## [DATASET ENTRIES]

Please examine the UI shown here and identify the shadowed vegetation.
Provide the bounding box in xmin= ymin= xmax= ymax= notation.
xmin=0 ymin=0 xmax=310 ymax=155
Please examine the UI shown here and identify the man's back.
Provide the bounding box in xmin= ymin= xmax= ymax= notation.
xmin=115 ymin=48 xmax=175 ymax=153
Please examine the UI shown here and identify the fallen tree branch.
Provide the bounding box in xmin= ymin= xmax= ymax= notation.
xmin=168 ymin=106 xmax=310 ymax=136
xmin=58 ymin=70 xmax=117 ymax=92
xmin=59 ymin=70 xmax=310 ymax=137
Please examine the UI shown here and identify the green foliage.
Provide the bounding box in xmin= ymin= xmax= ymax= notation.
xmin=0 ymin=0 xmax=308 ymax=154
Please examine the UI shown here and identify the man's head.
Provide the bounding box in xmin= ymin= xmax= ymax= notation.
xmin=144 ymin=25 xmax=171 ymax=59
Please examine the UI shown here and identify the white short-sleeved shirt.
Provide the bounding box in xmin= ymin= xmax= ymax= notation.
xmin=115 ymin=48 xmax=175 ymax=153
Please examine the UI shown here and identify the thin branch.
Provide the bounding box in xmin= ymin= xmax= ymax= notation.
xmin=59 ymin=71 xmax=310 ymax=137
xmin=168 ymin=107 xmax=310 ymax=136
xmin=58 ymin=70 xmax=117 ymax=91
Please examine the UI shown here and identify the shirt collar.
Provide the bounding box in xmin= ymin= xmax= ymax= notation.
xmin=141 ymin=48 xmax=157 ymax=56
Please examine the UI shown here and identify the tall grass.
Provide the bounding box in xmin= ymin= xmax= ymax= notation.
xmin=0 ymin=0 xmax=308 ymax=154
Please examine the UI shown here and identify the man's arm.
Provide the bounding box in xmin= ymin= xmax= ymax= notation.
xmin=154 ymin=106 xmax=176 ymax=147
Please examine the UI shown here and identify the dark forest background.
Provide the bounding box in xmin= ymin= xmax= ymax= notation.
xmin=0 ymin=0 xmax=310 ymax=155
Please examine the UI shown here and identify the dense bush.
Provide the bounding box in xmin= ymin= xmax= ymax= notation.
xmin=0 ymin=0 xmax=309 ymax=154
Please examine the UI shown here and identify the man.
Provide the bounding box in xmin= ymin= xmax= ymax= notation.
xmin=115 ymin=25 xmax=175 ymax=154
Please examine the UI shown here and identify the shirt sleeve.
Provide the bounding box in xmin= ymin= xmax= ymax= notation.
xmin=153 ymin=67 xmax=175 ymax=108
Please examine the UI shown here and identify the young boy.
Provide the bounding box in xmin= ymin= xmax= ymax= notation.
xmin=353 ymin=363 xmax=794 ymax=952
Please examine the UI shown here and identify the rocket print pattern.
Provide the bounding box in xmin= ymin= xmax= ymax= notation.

## [TASK PROMPT]
Copy all of the rows above word for word, leaving nothing out and changing nothing.

## [THE OUTPUT]
Please examine the UI shown here and identify the shadowed vegetation.
Provide the bounding box in xmin= ymin= xmax= ymax= notation.
xmin=0 ymin=0 xmax=310 ymax=155
Please examine the UI shown here and identify the man's back.
Provide the bounding box in xmin= ymin= xmax= ymax= notation.
xmin=115 ymin=48 xmax=175 ymax=153
Please examine the UI shown here and identify the fallen tree branch.
Provide the bounding box in xmin= ymin= xmax= ymax= notation.
xmin=168 ymin=106 xmax=310 ymax=136
xmin=58 ymin=70 xmax=117 ymax=92
xmin=59 ymin=70 xmax=310 ymax=137
Please examine the UI shown here and identify the green foliage.
Provide the bounding box in xmin= ymin= xmax= ymax= notation.
xmin=0 ymin=0 xmax=308 ymax=154
Please examine the UI shown here and identify the man's head.
Provide the bounding box in xmin= ymin= xmax= ymax= notation.
xmin=144 ymin=25 xmax=171 ymax=59
Please examine the UI shown here and identify the white short-sleeved shirt.
Provide the bounding box in xmin= ymin= xmax= ymax= notation.
xmin=115 ymin=48 xmax=175 ymax=153
Please examine the UI shown here and identify the thin branch.
Provide the bounding box in xmin= ymin= xmax= ymax= notation.
xmin=59 ymin=71 xmax=310 ymax=137
xmin=168 ymin=107 xmax=310 ymax=136
xmin=58 ymin=70 xmax=117 ymax=91
Please examine the UI shown here and identify the shirt collar.
Provide the bounding box in xmin= ymin= xmax= ymax= notation.
xmin=141 ymin=48 xmax=157 ymax=56
Please examine the UI shown here and identify the tall grass.
Provide the bounding box in xmin= ymin= xmax= ymax= notation.
xmin=0 ymin=0 xmax=308 ymax=154
Please examine the UI shown here and identify the man's arm.
Provide the bounding box in xmin= ymin= xmax= ymax= notation.
xmin=154 ymin=106 xmax=176 ymax=147
Please examine the UI shown here and identify the dark forest background.
Provide the bounding box in xmin= ymin= xmax= ymax= notation.
xmin=0 ymin=0 xmax=310 ymax=155
Please examine the UI shown here and identify the dense bush.
Provide the bounding box in xmin= ymin= xmax= ymax= notation.
xmin=0 ymin=0 xmax=309 ymax=154
Please examine the UI shown here and identify the man.
Provide the bounding box in xmin= ymin= xmax= ymax= notation.
xmin=115 ymin=25 xmax=175 ymax=154
Please examine the UI shown here and identify the shirt sleeve.
Provide the bounding box in xmin= ymin= xmax= ymax= notation.
xmin=153 ymin=67 xmax=175 ymax=108
Please examine the UI shown here and identify the young boy.
Provide the bounding box in xmin= ymin= xmax= ymax= notation.
xmin=353 ymin=363 xmax=794 ymax=952
Please examine the UI shown here and identify the rocket print pattern.
Provide the bounding box in xmin= ymin= xmax= ymax= notation.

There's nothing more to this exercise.